→ Task details
Please return the lines of the data below, word for word, from the first line through the line containing "of the house".
==*==
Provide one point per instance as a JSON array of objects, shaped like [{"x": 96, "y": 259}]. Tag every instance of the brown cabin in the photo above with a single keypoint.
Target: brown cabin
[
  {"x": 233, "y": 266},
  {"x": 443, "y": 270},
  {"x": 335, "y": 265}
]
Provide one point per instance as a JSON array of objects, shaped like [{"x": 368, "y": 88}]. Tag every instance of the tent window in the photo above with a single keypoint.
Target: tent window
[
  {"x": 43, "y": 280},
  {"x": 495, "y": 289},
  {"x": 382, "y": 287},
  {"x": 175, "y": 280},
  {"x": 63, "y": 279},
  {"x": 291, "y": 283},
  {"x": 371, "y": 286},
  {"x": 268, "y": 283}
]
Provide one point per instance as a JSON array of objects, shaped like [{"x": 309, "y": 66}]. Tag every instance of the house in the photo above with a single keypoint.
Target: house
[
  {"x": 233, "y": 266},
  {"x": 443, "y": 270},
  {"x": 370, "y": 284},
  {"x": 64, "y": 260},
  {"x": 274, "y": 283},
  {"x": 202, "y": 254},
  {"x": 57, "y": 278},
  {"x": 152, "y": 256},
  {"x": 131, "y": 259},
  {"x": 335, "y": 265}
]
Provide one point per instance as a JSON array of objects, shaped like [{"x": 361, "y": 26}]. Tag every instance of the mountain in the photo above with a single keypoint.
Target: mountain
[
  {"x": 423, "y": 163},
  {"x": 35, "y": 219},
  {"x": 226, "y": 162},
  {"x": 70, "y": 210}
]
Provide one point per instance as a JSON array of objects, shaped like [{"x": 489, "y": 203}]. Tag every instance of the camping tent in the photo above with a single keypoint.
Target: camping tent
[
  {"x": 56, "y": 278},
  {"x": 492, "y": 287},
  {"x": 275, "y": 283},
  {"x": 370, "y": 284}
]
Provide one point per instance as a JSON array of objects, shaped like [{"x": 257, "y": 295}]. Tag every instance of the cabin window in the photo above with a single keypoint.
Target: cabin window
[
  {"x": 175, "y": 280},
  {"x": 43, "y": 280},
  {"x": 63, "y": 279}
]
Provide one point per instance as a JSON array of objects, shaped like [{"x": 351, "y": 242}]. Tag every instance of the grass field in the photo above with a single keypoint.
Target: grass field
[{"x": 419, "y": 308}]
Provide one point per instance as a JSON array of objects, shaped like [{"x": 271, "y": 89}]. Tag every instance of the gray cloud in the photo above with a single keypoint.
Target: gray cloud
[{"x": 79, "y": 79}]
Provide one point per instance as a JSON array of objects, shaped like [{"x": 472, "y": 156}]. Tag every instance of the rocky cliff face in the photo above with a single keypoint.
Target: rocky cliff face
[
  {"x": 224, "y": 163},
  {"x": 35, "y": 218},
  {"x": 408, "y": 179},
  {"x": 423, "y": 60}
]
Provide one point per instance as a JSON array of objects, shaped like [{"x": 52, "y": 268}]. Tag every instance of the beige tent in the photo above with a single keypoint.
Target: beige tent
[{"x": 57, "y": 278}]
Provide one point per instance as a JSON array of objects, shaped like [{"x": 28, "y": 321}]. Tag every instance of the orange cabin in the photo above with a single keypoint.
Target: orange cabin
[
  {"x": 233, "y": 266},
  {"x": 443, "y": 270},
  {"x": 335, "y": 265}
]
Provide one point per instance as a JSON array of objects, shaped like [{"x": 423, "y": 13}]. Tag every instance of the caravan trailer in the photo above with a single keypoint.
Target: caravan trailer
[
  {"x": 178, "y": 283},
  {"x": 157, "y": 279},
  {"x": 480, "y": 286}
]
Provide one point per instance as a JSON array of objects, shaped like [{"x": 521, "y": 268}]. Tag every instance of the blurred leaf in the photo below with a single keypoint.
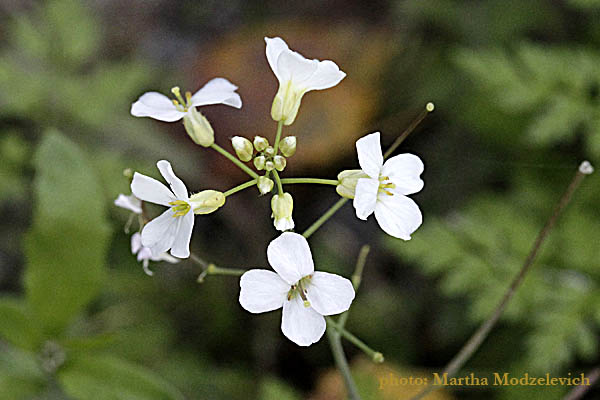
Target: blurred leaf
[
  {"x": 66, "y": 246},
  {"x": 107, "y": 377}
]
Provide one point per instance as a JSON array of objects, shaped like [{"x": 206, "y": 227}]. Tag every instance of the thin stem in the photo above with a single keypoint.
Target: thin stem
[
  {"x": 328, "y": 214},
  {"x": 240, "y": 187},
  {"x": 234, "y": 160},
  {"x": 471, "y": 346},
  {"x": 374, "y": 355},
  {"x": 279, "y": 184},
  {"x": 318, "y": 181},
  {"x": 339, "y": 357},
  {"x": 429, "y": 107},
  {"x": 278, "y": 136}
]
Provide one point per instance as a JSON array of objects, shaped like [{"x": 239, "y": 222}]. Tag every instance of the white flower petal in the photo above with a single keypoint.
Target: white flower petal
[
  {"x": 130, "y": 203},
  {"x": 327, "y": 75},
  {"x": 404, "y": 171},
  {"x": 370, "y": 157},
  {"x": 157, "y": 106},
  {"x": 177, "y": 186},
  {"x": 262, "y": 291},
  {"x": 365, "y": 197},
  {"x": 302, "y": 325},
  {"x": 181, "y": 245},
  {"x": 151, "y": 190},
  {"x": 159, "y": 234},
  {"x": 330, "y": 294},
  {"x": 398, "y": 215},
  {"x": 217, "y": 91},
  {"x": 136, "y": 242},
  {"x": 275, "y": 46},
  {"x": 290, "y": 257}
]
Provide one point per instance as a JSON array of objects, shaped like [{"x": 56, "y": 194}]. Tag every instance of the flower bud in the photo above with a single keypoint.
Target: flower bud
==*==
→ Answer box
Provide one point per instance as a JSON array of objects, shaped like [{"x": 96, "y": 259}]. Tag every instance of the brown cabin in the photo above with a single keypoint.
Target: brown cabin
[
  {"x": 233, "y": 266},
  {"x": 443, "y": 270},
  {"x": 335, "y": 265}
]
Provide one point per instance as a JSON array of objects, shaped like [{"x": 368, "y": 88}]. Tag every instance of the tent window in the photo above with a single keypoint.
Target: tent window
[
  {"x": 43, "y": 280},
  {"x": 495, "y": 289},
  {"x": 382, "y": 287},
  {"x": 175, "y": 280},
  {"x": 63, "y": 279},
  {"x": 291, "y": 283},
  {"x": 371, "y": 286},
  {"x": 268, "y": 283}
]
Provide one point per instance as a JSON array of objects, shaped like [{"x": 309, "y": 66}]. Tag every instance of the house in the photo above with a single keypoint.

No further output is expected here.